AUSZUG —
==================================================

Folge 2-  Die deutsche Wandlung: von Eugen Diesel, erschienen 1929 in der J. G. Cotta’sche Buchhandlung Nachfolger, Stuttgart und Berlin

Viele großartige Bücher sind in unserer Havelstadt geschrieben worden, in jeder Epoche mit einem anderen Zungenschlag. Ein wenig hatte sich die Lektüre für die Allgemeinheit durch die politischen Machtverhältnisse im 20. Jahrhundert kompliziert und verzögert. Bevor ein Kontrollratbeschluss der Alliierten alle Bücher, die in der Zeit des Nationalsozialismus erschienen waren, nach Kriegsende verbot, zudem auch ausgewählte Bücher des Ersten Weltkriegs, hatten die Nazis Bücher verbrennen lassen. Editionen Potsdamer Autoren gab es immer. Sie fielen nach Kriegsende allesamt unter den Tisch. Ein Potsdamer schrieb am Ende der Weimarer Republik ein Buch über das Wesen der Deutschen, zugleich eine Analyse der Zeit.

Hans Groschup

Gerade erleben wir, wie aus Anlass des 100-jährigen Jubiläums des Beginns der Weimarer Republik eine Medienkampagne ins Land läuft. Das öffentlich-rechtliche deutsche Fernsehen hat mehrere Folgen über die Jahre bis zur Nazidiktatur realisiert, „Berlin Babylon“, eine Mischung aus Tatort, Politthriller, Ausstattungsfilm, Sittenkunde. Die Machart der Fersehserie ist dabei selbst noch komplizierter als die Zeit, die sie beschreibt.

==================================================

DATEN —
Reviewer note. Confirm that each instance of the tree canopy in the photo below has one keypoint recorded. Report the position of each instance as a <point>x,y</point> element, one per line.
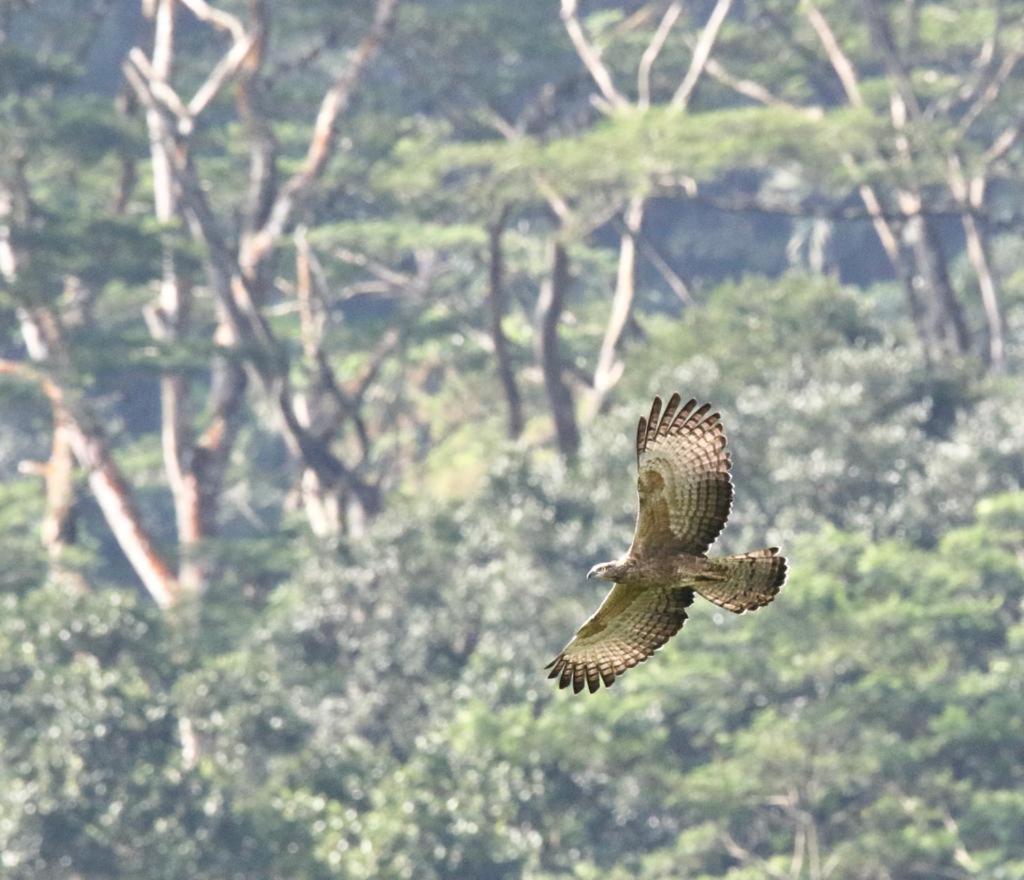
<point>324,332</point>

==================================================

AUFGABENSTELLUNG A — In welchem Jahr erschien Eugen Diesels Buch „Die deutsche Wandlung“ laut dem Auszug?
AUFGABENSTELLUNG B — Warum hatte sich die Lektüre für die Allgemeinheit im 20. Jahrhundert kompliziert und verzögert? Erkläre es in ein bis drei Sätzen anhand des Auszugs.
AUFGABENSTELLUNG C — Gib bitte den Auszug von „Viele großartige Bücher“ bis einschließlich „Analyse der Zeit.“ wortgetreu wieder.

ERGEBNIS A — 1929.

ERGEBNIS B — Der Grund waren die politischen Machtverhältnisse. Die Nazis hatten Bücher verbrennen lassen, und nach Kriegsende verbot ein Kontrollratbeschluss der Alliierten alle Bücher, die in der Zeit des Nationalsozialismus erschienen waren, sowie ausgewählte Bücher des Ersten Weltkriegs.

ERGEBNIS C —
Viele großartige Bücher sind in unserer Havelstadt geschrieben worden, in jeder Epoche mit einem anderen Zungenschlag. Ein wenig hatte sich die Lektüre für die Allgemeinheit durch die politischen Machtverhältnisse im 20. Jahrhundert kompliziert und verzögert. Bevor ein Kontrollratbeschluss der Alliierten alle Bücher, die in der Zeit des Nationalsozialismus erschienen waren, nach Kriegsende verbot, zudem auch ausgewählte Bücher des Ersten Weltkriegs, hatten die Nazis Bücher verbrennen lassen. Editionen Potsdamer Autoren gab es immer. Sie fielen nach Kriegsende allesamt unter den Tisch. Ein Potsdamer schrieb am Ende der Weimarer Republik ein Buch über das Wesen der Deutschen, zugleich eine Analyse der Zeit.